## 本文抜粋
◇ ◇ ◇
イボ痔の話で丸一日

 7月11日は東京で第11回内痔核研究会総会があり、参加してきました。

 7月10日の午前診が終わって、特急くろしお→新幹線を乗り継いで、5時間かけて東京に到着です。

 遠い、遠すぎる。疲れました。

 

 翌日は朝9:30から昼休憩1時間を除き、途中休憩なしで、夕方15:30までの研究会です。

 一日中イボ痔の話が熱く続きます。

 

 第11回と、新たな10年の始まりで、今回のテーマは、「ALTA療法の新たな展開に向けて」でした。

 午前は「ALTA再発例の術式選択―その治療法のコツと成績」、午後はALTA併用療法の適応と術式選択」で活発な討議が続き、いい勉強になりました。

 参加者は239名。全国からイボ痔の議論をしに来ています。北は北海道から南は鹿児島まで、沖縄の先生は知りませんので。

 年齢は30歳台から70歳台まで。

 演者たちは年間1,000件以上の肛門手術をしている、バリバリの肛門医ばかりです。下手なこというと、おっかない、司会をしている重鎮先生にどやしつけられます。

 私が普通の消化器外科医だったころ、「ヘモ(痔核のこと)って決まった手術するだけだから、議論の余地なんかないんじゃないの?」と思っていました。深く理解しようとしない医師にとっては何の興味も沸かない分野です。ただし、一旦その世界へ続く、入口のノブに触れてしまうと、いつもでたっても完成に近づかない、奥深い領域であることを気づかされます。
◇ ◇ ◇
## 作業内容
1. イボ痔の研究会についての本文によると、研究会の参加者は何名でしたか。
2. イボ痔の研究会についての本文を、最後の文のあとから書き続けてください。
記録は本文とは別の出典から取られています。
◇ ◇ ◇
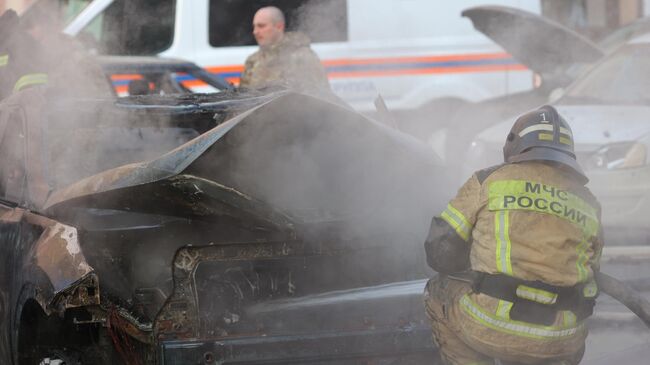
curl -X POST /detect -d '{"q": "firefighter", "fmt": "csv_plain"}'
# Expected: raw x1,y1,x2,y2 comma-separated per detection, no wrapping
240,6,330,94
0,10,48,100
425,106,603,365
0,0,113,99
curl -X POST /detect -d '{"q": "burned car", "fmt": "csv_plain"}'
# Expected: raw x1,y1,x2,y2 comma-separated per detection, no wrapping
0,88,444,364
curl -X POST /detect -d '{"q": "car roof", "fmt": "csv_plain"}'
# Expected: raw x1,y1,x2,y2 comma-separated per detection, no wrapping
627,33,650,45
97,56,199,71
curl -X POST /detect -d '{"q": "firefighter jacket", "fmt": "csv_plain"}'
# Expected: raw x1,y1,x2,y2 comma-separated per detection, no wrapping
425,161,603,356
0,11,48,100
240,32,330,93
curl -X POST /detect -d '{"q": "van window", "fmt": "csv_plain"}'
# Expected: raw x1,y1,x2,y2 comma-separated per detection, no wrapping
209,0,348,47
0,109,26,203
78,0,176,56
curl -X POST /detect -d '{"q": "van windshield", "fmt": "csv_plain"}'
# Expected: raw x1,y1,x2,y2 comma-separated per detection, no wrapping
560,44,650,105
77,0,176,56
59,0,93,24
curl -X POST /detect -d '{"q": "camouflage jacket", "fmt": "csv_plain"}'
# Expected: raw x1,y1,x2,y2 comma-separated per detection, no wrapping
240,32,330,92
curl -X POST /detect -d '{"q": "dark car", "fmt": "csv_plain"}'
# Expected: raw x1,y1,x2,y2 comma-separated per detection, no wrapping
0,88,444,364
97,56,233,96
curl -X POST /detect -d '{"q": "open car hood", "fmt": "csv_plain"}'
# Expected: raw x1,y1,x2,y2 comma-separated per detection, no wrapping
462,6,604,75
43,93,444,235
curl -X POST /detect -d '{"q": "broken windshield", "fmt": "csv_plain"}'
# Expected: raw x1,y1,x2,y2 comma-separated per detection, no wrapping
44,101,200,189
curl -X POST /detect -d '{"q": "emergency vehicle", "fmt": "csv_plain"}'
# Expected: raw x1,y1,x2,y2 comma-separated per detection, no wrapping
60,0,540,110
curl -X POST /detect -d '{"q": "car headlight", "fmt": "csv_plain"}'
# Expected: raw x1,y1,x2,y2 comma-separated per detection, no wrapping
585,141,648,170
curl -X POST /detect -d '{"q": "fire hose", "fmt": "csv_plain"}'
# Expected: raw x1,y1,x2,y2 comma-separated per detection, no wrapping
595,272,650,328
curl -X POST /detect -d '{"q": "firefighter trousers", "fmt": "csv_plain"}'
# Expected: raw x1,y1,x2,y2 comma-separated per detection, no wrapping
424,275,584,365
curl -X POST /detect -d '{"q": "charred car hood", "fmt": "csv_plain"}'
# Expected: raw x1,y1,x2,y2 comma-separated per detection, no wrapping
44,93,440,233
462,6,604,75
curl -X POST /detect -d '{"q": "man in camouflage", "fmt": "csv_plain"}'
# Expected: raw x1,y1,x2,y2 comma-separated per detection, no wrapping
240,6,330,94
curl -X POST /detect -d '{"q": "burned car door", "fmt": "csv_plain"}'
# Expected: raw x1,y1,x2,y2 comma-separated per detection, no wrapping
0,101,25,359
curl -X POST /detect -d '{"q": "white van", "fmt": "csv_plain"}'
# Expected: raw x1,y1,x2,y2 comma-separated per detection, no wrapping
60,0,540,110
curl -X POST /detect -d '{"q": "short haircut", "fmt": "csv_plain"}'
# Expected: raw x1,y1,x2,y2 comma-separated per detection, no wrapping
258,6,286,24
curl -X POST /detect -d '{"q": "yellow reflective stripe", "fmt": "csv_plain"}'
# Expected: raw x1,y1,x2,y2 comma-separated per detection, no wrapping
519,124,553,137
440,204,472,241
582,278,598,298
560,137,573,146
576,237,589,282
562,311,578,327
494,210,512,276
488,180,599,237
496,300,513,319
14,73,47,91
460,294,584,340
560,127,573,138
515,285,557,305
537,133,553,141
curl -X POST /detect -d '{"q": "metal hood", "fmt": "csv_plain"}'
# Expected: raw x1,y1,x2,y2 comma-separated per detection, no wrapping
461,6,604,75
44,93,442,233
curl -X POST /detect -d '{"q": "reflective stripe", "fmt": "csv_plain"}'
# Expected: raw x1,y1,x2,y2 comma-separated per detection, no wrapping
460,294,584,340
560,137,573,146
494,210,512,276
560,127,573,138
496,300,513,319
576,237,589,282
537,133,553,141
516,285,557,305
14,73,47,92
582,279,598,298
488,180,599,237
440,204,472,241
519,124,553,137
562,311,578,327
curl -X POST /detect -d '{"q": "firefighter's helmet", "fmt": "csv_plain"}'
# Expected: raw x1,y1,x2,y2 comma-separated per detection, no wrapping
503,105,587,181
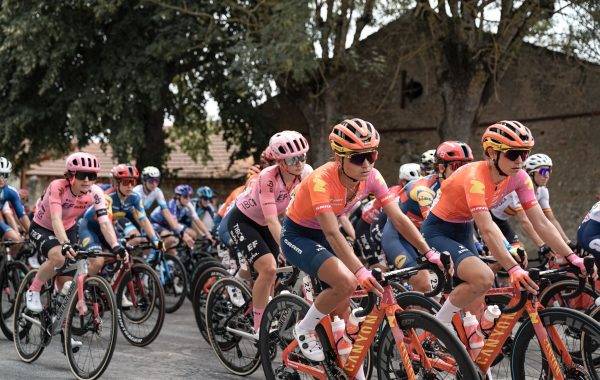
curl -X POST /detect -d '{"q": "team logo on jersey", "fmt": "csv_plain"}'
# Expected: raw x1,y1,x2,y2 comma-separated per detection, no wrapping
313,177,327,193
469,179,485,195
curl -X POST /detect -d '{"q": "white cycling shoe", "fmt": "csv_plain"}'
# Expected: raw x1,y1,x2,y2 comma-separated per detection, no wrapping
26,290,44,313
294,322,325,362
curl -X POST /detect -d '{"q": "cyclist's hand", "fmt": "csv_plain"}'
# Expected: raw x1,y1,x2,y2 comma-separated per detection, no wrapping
354,266,383,297
508,265,539,294
61,243,77,260
425,248,454,275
◇ ◇ ◇
## 作業ごとの回答
1. 参加者は239名でした。

2.
 その日のテーマも、イボ痔全体ではなく、ALTAで再発した患者さんに次どういう治療をしべきか、ALTAに加えて切除も行えばもっと治療成績はあがるんじゃないか、という2点だけ、ものすごく狭いテーマだけで、一日議論できるんです。

 そこには、もっと質の高い肛門手術を行うにはどうすればよいか、もっと患者さんのためになる手術とはどういうものなのか、…。あくなき探究の世界です。

 医者になって26年ですが、肛門の勉強を始めてまだたったの6年です。

 まだまだ分からないことがたくさんあります。患者さんが日々の手術、術後の外来診察で

私に足りないことを教えてくれています。

 

 東京は遠いですが、これからもできるだけいろんな研究会や学会に参加して、完成度の高い、肛門医を目指していきます。

 私の師匠の大阪中央病院 斎藤先生、京都の重鎮 橋本先生、大学の先輩 岡空先生、クリニック見学をさせていただいた大阪の山本先生、ALTA症例日本一の小原先生、等々、たくさんの先生にお会いできたのもよかったです。

 

私の肛門道は始まったばかりです。